**ABOUT THIS TASK**
The lines to reproduce run from the first one below to the line containing "Query: Where is the white cloud?", both included. Reproduce them exactly and nothing else.

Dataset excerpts
☆ ☆ ☆ ☆ ☆

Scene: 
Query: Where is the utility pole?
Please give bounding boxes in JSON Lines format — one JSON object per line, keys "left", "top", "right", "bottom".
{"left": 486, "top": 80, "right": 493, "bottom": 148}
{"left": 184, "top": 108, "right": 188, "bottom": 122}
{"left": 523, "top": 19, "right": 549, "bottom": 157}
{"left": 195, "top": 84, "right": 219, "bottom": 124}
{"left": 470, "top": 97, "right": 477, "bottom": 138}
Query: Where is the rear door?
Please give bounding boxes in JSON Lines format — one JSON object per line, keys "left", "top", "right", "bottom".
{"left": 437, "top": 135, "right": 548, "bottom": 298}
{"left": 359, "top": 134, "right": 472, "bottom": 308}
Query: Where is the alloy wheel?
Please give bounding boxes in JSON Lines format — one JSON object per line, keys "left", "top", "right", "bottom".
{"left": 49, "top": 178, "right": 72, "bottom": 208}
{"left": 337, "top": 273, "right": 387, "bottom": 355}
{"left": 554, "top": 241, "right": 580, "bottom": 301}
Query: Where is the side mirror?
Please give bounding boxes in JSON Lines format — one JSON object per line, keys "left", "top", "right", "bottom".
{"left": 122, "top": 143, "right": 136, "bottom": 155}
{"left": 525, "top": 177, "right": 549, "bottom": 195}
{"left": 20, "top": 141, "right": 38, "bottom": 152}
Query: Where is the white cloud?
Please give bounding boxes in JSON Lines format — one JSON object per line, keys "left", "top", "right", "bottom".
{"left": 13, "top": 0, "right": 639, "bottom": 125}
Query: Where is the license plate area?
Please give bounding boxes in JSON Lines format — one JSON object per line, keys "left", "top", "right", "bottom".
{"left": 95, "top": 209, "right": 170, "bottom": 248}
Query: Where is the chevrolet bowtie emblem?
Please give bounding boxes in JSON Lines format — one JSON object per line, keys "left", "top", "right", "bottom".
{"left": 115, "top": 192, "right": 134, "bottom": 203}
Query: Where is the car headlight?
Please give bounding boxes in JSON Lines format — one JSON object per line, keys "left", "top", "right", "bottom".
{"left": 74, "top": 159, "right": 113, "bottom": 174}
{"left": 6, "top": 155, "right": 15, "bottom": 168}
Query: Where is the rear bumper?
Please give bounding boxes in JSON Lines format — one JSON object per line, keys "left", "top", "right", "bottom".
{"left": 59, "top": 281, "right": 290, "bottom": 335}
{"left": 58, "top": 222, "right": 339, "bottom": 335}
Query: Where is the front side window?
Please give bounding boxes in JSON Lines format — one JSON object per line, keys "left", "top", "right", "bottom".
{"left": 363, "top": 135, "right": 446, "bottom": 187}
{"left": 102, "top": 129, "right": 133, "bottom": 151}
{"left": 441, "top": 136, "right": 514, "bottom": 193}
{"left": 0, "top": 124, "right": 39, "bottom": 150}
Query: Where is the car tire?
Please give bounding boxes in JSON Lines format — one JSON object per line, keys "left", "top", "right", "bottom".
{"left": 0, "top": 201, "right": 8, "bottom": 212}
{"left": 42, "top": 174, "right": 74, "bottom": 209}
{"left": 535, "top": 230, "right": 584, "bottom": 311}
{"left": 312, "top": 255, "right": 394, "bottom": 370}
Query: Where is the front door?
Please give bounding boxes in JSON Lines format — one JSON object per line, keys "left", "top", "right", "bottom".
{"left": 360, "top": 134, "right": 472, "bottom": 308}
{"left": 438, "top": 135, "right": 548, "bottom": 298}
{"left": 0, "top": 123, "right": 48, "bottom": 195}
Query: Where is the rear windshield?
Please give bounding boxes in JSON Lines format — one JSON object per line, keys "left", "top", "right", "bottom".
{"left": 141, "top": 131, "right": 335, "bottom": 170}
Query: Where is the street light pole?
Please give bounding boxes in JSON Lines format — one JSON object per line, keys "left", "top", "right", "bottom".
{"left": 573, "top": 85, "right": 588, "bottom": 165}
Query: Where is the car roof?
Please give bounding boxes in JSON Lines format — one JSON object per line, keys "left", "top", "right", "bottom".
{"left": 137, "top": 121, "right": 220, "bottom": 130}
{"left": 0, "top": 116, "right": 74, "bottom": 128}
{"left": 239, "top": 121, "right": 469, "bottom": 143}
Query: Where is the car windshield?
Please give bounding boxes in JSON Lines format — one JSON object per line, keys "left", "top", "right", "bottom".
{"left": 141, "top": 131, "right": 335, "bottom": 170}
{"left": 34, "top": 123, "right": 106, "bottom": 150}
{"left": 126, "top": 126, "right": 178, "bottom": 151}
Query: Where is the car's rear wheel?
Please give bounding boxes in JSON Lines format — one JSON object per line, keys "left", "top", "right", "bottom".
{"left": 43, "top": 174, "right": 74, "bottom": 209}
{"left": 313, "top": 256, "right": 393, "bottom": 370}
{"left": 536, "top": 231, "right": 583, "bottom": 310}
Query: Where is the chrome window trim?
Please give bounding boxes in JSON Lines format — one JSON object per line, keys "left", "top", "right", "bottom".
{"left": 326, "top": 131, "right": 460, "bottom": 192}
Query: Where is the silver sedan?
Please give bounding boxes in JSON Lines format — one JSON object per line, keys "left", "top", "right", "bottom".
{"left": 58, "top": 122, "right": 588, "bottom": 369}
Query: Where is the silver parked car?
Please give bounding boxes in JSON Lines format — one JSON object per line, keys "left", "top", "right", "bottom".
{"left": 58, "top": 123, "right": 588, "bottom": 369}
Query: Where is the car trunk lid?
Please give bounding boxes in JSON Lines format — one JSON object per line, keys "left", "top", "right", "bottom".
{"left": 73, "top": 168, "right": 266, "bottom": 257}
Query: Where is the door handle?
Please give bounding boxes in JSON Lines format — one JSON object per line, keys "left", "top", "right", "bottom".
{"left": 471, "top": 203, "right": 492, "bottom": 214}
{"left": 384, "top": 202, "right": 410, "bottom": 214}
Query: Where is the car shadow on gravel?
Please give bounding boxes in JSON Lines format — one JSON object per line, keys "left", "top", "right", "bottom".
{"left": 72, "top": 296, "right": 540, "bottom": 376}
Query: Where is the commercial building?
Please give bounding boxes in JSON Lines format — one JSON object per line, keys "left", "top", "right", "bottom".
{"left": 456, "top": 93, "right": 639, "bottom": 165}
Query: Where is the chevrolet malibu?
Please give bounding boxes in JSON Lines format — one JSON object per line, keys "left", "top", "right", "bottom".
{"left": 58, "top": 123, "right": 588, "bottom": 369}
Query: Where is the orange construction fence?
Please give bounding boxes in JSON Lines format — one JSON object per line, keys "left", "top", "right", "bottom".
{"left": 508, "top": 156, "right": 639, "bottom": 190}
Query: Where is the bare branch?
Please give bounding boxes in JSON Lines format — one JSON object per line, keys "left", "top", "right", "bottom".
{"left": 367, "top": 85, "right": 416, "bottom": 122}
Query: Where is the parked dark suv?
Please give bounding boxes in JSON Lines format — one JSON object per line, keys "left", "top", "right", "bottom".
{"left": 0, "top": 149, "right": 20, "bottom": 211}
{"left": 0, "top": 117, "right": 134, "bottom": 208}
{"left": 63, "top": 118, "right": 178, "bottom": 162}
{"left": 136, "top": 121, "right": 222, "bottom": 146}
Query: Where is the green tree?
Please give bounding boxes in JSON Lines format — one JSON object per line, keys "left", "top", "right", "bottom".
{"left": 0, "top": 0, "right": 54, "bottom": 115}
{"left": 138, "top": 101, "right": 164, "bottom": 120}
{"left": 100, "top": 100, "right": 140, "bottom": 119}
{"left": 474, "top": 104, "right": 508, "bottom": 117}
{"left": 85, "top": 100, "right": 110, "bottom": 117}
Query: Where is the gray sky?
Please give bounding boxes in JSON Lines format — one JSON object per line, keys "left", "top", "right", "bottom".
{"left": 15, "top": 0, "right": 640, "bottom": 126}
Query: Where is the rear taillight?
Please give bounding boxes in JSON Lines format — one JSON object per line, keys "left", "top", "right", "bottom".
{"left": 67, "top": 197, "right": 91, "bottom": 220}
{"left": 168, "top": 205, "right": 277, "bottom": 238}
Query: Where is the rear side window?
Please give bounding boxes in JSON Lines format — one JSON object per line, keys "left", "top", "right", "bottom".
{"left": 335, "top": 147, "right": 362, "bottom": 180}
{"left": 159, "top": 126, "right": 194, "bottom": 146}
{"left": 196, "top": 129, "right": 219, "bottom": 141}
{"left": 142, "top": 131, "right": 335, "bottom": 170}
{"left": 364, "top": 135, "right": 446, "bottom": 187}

☆ ☆ ☆ ☆ ☆

**EXERCISE OUTPUT**
Scene: 
Query: Where is the utility pole?
Please give bounding boxes in JSON Lines format — one JSON object per line, keys "left", "top", "right", "bottom".
{"left": 486, "top": 80, "right": 493, "bottom": 148}
{"left": 184, "top": 108, "right": 188, "bottom": 122}
{"left": 523, "top": 19, "right": 549, "bottom": 157}
{"left": 195, "top": 84, "right": 219, "bottom": 124}
{"left": 470, "top": 97, "right": 477, "bottom": 138}
Query: Where is the rear door?
Please give bounding boxes in JSON Lines format — one JSON object per line, keys "left", "top", "right", "bottom".
{"left": 437, "top": 135, "right": 548, "bottom": 298}
{"left": 359, "top": 134, "right": 472, "bottom": 308}
Query: Where is the alloy wheel?
Please give bounding boxes in JSON Lines format — one JSON object per line, keys "left", "top", "right", "bottom".
{"left": 49, "top": 178, "right": 72, "bottom": 208}
{"left": 337, "top": 273, "right": 387, "bottom": 355}
{"left": 554, "top": 241, "right": 580, "bottom": 301}
Query: Where is the side mirror?
Please give bounding boxes in JSON Lines format — one JSON object per line, keys "left", "top", "right", "bottom".
{"left": 122, "top": 143, "right": 136, "bottom": 155}
{"left": 525, "top": 177, "right": 549, "bottom": 195}
{"left": 20, "top": 141, "right": 38, "bottom": 152}
Query: Where is the white cloud?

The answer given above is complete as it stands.